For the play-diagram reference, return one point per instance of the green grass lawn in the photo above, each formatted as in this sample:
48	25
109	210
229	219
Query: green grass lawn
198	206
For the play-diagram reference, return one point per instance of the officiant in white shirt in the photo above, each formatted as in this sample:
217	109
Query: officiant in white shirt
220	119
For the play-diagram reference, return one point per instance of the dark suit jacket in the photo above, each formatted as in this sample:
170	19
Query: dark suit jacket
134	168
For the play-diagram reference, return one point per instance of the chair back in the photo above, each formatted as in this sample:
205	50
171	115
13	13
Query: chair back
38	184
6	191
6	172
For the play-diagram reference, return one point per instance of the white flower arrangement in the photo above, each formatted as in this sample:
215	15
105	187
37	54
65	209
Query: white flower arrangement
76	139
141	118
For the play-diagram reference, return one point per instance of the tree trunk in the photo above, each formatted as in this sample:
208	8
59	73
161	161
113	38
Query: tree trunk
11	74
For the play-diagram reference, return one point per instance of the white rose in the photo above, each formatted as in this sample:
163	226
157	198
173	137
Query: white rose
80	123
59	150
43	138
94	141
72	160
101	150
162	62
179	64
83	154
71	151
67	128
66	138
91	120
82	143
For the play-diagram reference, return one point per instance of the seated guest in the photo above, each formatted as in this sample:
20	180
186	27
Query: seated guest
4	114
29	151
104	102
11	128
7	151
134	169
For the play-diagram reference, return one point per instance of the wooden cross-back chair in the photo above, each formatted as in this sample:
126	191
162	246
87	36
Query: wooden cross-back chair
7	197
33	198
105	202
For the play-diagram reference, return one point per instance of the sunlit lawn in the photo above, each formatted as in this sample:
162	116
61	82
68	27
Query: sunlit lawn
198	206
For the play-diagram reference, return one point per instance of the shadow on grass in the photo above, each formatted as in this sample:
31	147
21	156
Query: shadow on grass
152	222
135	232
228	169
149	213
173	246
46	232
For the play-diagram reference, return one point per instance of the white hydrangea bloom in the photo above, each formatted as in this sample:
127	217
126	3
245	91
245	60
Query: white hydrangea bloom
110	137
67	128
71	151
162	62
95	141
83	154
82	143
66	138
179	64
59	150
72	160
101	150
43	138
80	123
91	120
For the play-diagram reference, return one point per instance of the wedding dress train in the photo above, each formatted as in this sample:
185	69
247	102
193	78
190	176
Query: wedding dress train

▬▬▬▬▬▬

Directions: Line by line, reproduce the records above exactly.

Result of the task:
For the play-diagram reference, return one point per instance of the green grass lawn in the photo above, each formatted as in this sample:
48	25
109	210
229	219
Query: green grass lawn
198	206
For the play-diagram reference, return one point per instance of the officiant in white shirt in the photo above, each formatted as in this sample:
217	109
Query: officiant in white shirt
220	119
For the play-diagram reference, return one point per instance of the dark suit jacket in the photo above, each formatted as in this sample:
170	19
Query: dark suit jacket
134	168
For the play-diagram reference, return one point per instance of the chair back in the photo above, each formatted as in this sample:
205	50
171	115
13	13
Query: chair back
38	184
6	191
6	172
For the play-diagram reference, return one point per instance of the white flower arrangement in the photo above, each formatted as in this sample:
215	15
105	187
37	54
65	209
Query: white flower arrangement
76	139
141	118
For the play-diagram reference, return one point per instance of the tree trunk in the photo above, each formatted as in this sample:
208	8
59	73
161	161
113	38
Query: tree trunk
11	74
For the play-diagram reference, return one point per instance of the white rose in the photo above, each formatted as in this sample:
163	226
157	198
173	137
Query: white rose
80	123
59	150
43	138
94	141
72	160
101	150
162	62
179	64
83	154
71	151
67	128
66	138
91	120
82	143
For the play-diagram reference, return one point per instance of the seated guest in the photo above, each formatted as in this sample:
20	180
186	27
Query: seated guest
4	114
29	151
104	102
11	128
7	151
134	169
For the play-diagram reference, return one point per instance of the wooden cross-back chair in the photo above, each formatted as in this sample:
126	191
162	246
87	36
Query: wooden cross-back chair
7	197
33	198
105	202
For the play-diagram reference, return one point per instance of the sunlit lawn in the photo above, each formatted as in this sample:
162	116
61	82
68	27
Query: sunlit lawn
198	206
For the play-diagram reference, return one point per instance of the shadow on grass in the photo above, each formatted as in this sample:
31	147
21	156
Query: shadow on grass
152	222
135	232
228	169
149	213
173	246
46	232
For the play-diagram reference, return one point per instance of the white hydrangea bloom in the photo above, each formatted as in this sample:
127	217
126	3
245	91
245	60
Query: white hydrangea bloom
110	137
67	128
71	151
162	62
95	141
83	154
82	143
66	138
179	64
59	150
72	160
101	150
43	138
80	123
91	120
For the play-diagram reference, return one point per instance of the wedding dress train in the photo above, each formatted as in this sample:
185	69
247	102
193	78
190	176
Query: wedding dress train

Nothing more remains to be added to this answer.